### WORK INSTRUCTIONS:
Show every line of the material below that contains the word "cloud".

-- Begin --

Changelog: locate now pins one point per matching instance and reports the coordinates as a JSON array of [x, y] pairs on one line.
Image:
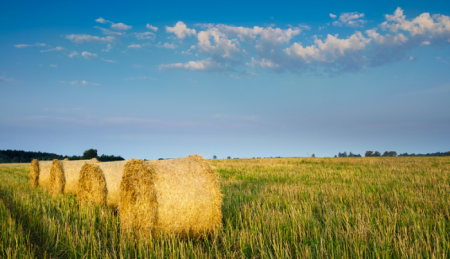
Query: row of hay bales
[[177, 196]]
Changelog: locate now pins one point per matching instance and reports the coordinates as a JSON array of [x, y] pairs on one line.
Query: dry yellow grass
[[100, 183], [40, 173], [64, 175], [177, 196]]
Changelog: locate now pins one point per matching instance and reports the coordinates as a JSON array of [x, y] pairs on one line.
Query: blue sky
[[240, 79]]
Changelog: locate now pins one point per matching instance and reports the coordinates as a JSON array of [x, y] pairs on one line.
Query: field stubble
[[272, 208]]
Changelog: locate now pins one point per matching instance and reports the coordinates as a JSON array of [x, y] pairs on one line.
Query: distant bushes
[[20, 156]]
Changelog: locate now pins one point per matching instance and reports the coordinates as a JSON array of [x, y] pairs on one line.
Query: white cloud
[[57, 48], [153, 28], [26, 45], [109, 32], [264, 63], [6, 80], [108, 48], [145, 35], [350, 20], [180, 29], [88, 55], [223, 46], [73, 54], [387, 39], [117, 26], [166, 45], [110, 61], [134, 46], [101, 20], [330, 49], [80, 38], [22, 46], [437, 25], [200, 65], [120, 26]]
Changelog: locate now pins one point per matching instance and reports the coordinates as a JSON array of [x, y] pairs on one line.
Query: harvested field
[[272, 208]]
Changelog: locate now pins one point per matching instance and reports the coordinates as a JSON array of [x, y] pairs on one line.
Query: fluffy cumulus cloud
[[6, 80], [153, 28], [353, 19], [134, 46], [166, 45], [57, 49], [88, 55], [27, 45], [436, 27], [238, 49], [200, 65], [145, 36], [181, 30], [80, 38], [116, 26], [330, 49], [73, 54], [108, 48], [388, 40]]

-- End --
-- Begin --

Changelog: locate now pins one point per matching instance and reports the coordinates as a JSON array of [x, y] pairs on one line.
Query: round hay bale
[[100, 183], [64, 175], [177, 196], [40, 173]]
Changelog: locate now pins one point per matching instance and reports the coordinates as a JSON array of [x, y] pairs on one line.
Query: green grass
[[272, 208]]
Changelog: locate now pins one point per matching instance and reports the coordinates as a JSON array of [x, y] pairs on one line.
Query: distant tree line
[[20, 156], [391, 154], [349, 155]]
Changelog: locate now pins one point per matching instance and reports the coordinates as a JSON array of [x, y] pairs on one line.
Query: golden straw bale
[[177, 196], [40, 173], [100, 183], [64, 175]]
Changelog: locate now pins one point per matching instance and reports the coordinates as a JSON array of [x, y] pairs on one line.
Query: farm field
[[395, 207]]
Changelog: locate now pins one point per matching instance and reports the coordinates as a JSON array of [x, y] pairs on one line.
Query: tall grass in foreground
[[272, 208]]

-- End --
-- Begin --

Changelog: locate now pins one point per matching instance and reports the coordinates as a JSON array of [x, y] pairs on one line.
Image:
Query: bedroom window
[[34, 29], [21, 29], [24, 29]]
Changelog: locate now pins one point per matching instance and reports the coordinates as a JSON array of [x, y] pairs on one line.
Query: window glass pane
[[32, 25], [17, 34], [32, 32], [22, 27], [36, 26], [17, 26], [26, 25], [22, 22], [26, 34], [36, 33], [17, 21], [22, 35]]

-- End --

### THE OUTPUT:
Query: white cloud
Query: fluffy cumulus cloud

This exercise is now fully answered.